*Stated problem*. Repeat every entry word for word, skipping the pictures.

----- Raw records

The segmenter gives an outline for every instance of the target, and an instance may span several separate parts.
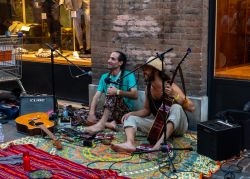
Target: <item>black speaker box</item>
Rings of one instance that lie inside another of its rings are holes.
[[[241,126],[222,120],[201,122],[197,126],[197,152],[221,161],[240,154]]]
[[[242,127],[241,138],[242,145],[241,150],[250,149],[250,112],[244,112],[239,110],[227,110],[224,116],[226,120],[233,124],[238,124]]]
[[[33,112],[48,112],[50,110],[54,110],[53,96],[35,95],[20,97],[20,116]]]

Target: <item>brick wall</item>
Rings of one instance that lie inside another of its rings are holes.
[[[107,72],[107,59],[114,50],[127,54],[128,69],[133,70],[170,47],[177,54],[172,59],[175,66],[190,47],[192,53],[182,65],[187,93],[206,95],[208,1],[91,0],[92,83]],[[144,88],[141,72],[139,87]]]

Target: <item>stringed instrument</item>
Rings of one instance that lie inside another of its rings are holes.
[[[49,115],[44,112],[29,113],[16,118],[17,131],[25,134],[42,135],[46,133],[58,150],[62,149],[61,142],[51,132],[54,129],[54,122],[49,120]]]
[[[180,69],[181,63],[185,60],[185,58],[187,57],[187,55],[190,52],[191,52],[191,49],[188,48],[186,54],[184,55],[182,60],[176,66],[176,69],[175,69],[173,76],[170,80],[170,85],[173,84],[175,76],[177,74],[177,71]],[[174,103],[173,97],[167,96],[167,97],[165,97],[164,103],[163,103],[165,105],[162,104],[161,107],[158,109],[157,114],[156,114],[155,119],[154,119],[154,123],[153,123],[152,127],[150,128],[148,136],[147,136],[147,139],[151,145],[156,144],[156,142],[160,139],[161,135],[163,134],[163,129],[164,129],[164,125],[166,122],[166,118],[169,115],[169,111],[170,111],[170,108],[173,105],[173,103]]]

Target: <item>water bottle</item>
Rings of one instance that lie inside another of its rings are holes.
[[[0,123],[0,143],[4,142],[4,133],[3,133],[3,127],[2,124]]]
[[[67,106],[64,105],[63,106],[63,118],[67,119],[69,117],[69,113],[68,113],[68,110],[67,110]]]
[[[23,169],[24,171],[27,171],[27,172],[31,170],[29,152],[23,153]]]

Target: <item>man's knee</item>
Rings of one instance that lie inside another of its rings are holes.
[[[127,128],[127,127],[133,127],[135,129],[137,129],[137,125],[136,125],[136,116],[129,116],[125,121],[124,121],[124,124],[123,124],[123,127],[124,128]]]

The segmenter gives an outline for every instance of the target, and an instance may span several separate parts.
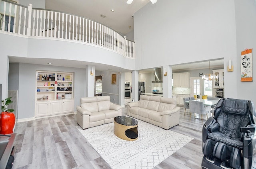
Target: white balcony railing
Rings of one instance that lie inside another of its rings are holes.
[[[90,43],[135,58],[135,42],[114,30],[80,16],[33,9],[0,0],[0,30],[30,36],[49,37]]]

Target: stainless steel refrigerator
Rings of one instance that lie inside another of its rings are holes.
[[[145,93],[145,82],[139,82],[139,100],[142,93]]]

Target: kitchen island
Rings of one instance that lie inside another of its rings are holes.
[[[146,96],[162,96],[162,97],[163,94],[157,94],[153,93],[142,93],[141,94],[144,94]]]

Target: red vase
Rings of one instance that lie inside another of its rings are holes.
[[[15,124],[15,115],[10,112],[2,112],[0,116],[0,134],[12,133]]]

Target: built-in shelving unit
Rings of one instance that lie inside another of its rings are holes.
[[[74,73],[38,71],[36,117],[74,112]]]

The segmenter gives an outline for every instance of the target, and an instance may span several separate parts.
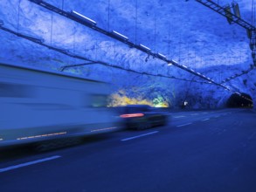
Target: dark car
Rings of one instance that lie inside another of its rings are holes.
[[[148,105],[128,105],[119,111],[127,128],[145,129],[167,123],[166,113],[156,112]]]

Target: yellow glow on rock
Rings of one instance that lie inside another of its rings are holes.
[[[110,95],[110,102],[107,106],[120,106],[126,105],[149,105],[155,107],[168,107],[167,102],[159,100],[159,99],[154,99],[152,101],[148,99],[142,99],[140,96],[138,98],[128,98],[126,95],[120,95],[114,93]],[[157,100],[157,102],[156,102]]]

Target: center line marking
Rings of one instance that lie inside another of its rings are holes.
[[[192,123],[186,123],[186,124],[179,125],[179,126],[176,126],[176,127],[180,127],[188,126],[188,125],[190,125],[190,124],[192,124]]]
[[[136,139],[136,138],[139,138],[139,137],[147,136],[147,135],[149,135],[149,134],[156,134],[156,133],[158,133],[158,132],[159,132],[159,131],[154,131],[154,132],[150,132],[150,133],[144,134],[140,134],[140,135],[134,136],[134,137],[128,137],[128,138],[126,138],[126,139],[122,139],[122,140],[121,140],[121,141],[128,141],[128,140],[133,140],[133,139]]]
[[[44,162],[44,161],[54,160],[54,159],[59,158],[59,157],[61,157],[61,156],[55,155],[55,156],[47,157],[47,158],[41,159],[41,160],[37,160],[37,161],[30,161],[30,162],[24,162],[24,163],[22,163],[22,164],[10,166],[10,167],[4,168],[0,168],[0,173],[5,172],[5,171],[10,171],[10,170],[12,170],[12,169],[15,169],[15,168],[23,168],[23,167],[29,166],[29,165],[37,164],[37,163],[39,163],[39,162]]]

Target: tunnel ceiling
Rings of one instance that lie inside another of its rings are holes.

----------

*Finished exercise*.
The segmenter gives an outline for every instance of the target, and an instance may span several separate parts.
Target: <item>black speaker box</item>
Rings of one instance that lie inside another of its rings are holes.
[[[241,126],[222,120],[201,122],[197,126],[197,152],[221,161],[240,154]]]
[[[242,127],[241,138],[242,145],[241,150],[250,149],[250,112],[244,112],[239,110],[227,110],[224,116],[226,120],[233,124],[238,124]]]
[[[33,112],[48,112],[50,110],[54,110],[53,96],[35,95],[20,97],[20,116]]]

Target: <item>brick wall</item>
Rings of one instance that lie inside another of its rings are holes.
[[[107,72],[107,59],[114,50],[127,54],[128,69],[133,70],[170,47],[177,54],[172,59],[175,66],[190,47],[192,53],[182,65],[187,93],[206,95],[208,1],[91,0],[92,83]],[[144,88],[141,72],[139,87]]]

Target: <item>stringed instrument</item>
Rings of one instance that lie inside another of its rings are holes.
[[[49,115],[44,112],[29,113],[16,118],[17,131],[25,134],[42,135],[46,133],[58,150],[62,149],[61,142],[51,132],[54,129],[54,122],[49,120]]]
[[[180,69],[181,63],[185,60],[185,58],[187,57],[187,55],[190,52],[191,52],[191,49],[188,48],[186,54],[184,55],[182,60],[176,66],[176,69],[175,69],[173,76],[170,80],[170,85],[173,84],[175,76],[177,74],[177,71]],[[174,103],[173,97],[167,96],[167,97],[165,97],[164,103],[163,103],[165,105],[162,104],[161,107],[158,109],[157,114],[156,114],[155,119],[154,119],[154,123],[153,123],[152,127],[150,128],[148,136],[147,136],[147,139],[151,145],[156,144],[156,142],[160,139],[161,135],[163,134],[163,129],[164,129],[164,125],[166,122],[166,118],[169,115],[169,111],[170,111],[170,108],[173,105],[173,103]]]

Target: <item>water bottle</item>
Rings of one instance that lie inside another of its rings are holes.
[[[0,123],[0,143],[4,142],[4,133],[3,133],[3,127],[2,124]]]
[[[67,106],[64,105],[63,106],[63,118],[67,119],[69,117],[69,113],[68,113],[68,110],[67,110]]]
[[[23,169],[24,171],[27,171],[27,172],[31,170],[29,152],[23,153]]]

Target: <item>man's knee</item>
Rings of one instance that lie inside another of its rings are holes.
[[[127,128],[127,127],[133,127],[135,129],[137,129],[137,125],[136,125],[136,116],[129,116],[125,121],[124,121],[124,124],[123,124],[123,127],[124,128]]]

The segmenter gives an outline for every instance of the target, and an instance may span several separate parts.
Target: white balcony railing
Rings of one instance that lie inside another of its rings are holes.
[[[90,43],[135,58],[135,42],[114,30],[80,16],[33,9],[0,0],[0,30],[30,36],[49,37]]]

Target: stainless steel refrigerator
Rings of one instance that lie inside another of its rings are holes.
[[[145,93],[145,82],[139,82],[139,100],[142,93]]]

Target: kitchen island
Rings of one instance that lie inside another of its rings are holes.
[[[146,96],[162,96],[162,97],[163,94],[157,94],[153,93],[142,93],[141,94],[144,94]]]

Target: red vase
Rings of one instance that lie inside another of its rings are holes.
[[[15,124],[15,115],[10,112],[2,112],[0,116],[0,134],[12,133]]]

Target: built-in shelving unit
Rings of one instance that lie inside another of its rings are holes.
[[[74,73],[38,71],[36,117],[74,112]]]

The segmenter gives an outline for every instance of the target, and an instance may span several separate parts.
Target: dark car
Rings of one instance that lie inside another of its rings are holes.
[[[148,105],[128,105],[119,111],[127,128],[145,129],[167,123],[166,113],[156,112]]]

Target: yellow glow on rock
Rings of one instance that lie inside another of its rings are holes.
[[[110,95],[110,102],[107,106],[120,106],[126,105],[149,105],[155,107],[168,107],[167,102],[159,100],[159,99],[154,99],[152,101],[148,99],[142,99],[140,96],[138,98],[128,98],[126,95],[120,95],[114,93]],[[157,100],[157,102],[156,102]]]

Target: center line marking
Rings of one instance that lie inside another of its rings are holes.
[[[192,123],[186,123],[186,124],[179,125],[179,126],[176,126],[176,127],[180,127],[188,126],[188,125],[190,125],[190,124],[192,124]]]
[[[136,139],[136,138],[139,138],[139,137],[147,136],[147,135],[149,135],[149,134],[156,134],[156,133],[158,133],[158,132],[159,132],[159,131],[154,131],[154,132],[150,132],[150,133],[144,134],[140,134],[140,135],[134,136],[134,137],[128,137],[128,138],[126,138],[126,139],[122,139],[122,140],[121,140],[121,141],[128,141],[128,140],[133,140],[133,139]]]
[[[44,162],[44,161],[54,160],[54,159],[59,158],[59,157],[61,157],[61,156],[55,155],[55,156],[47,157],[47,158],[41,159],[41,160],[37,160],[37,161],[30,161],[30,162],[24,162],[24,163],[22,163],[22,164],[10,166],[10,167],[4,168],[0,168],[0,173],[5,172],[5,171],[10,171],[10,170],[12,170],[12,169],[15,169],[15,168],[23,168],[23,167],[29,166],[29,165],[37,164],[37,163],[39,163],[39,162]]]

Target: tunnel ceiling
Rings of one instance that lie inside another of its rings are holes.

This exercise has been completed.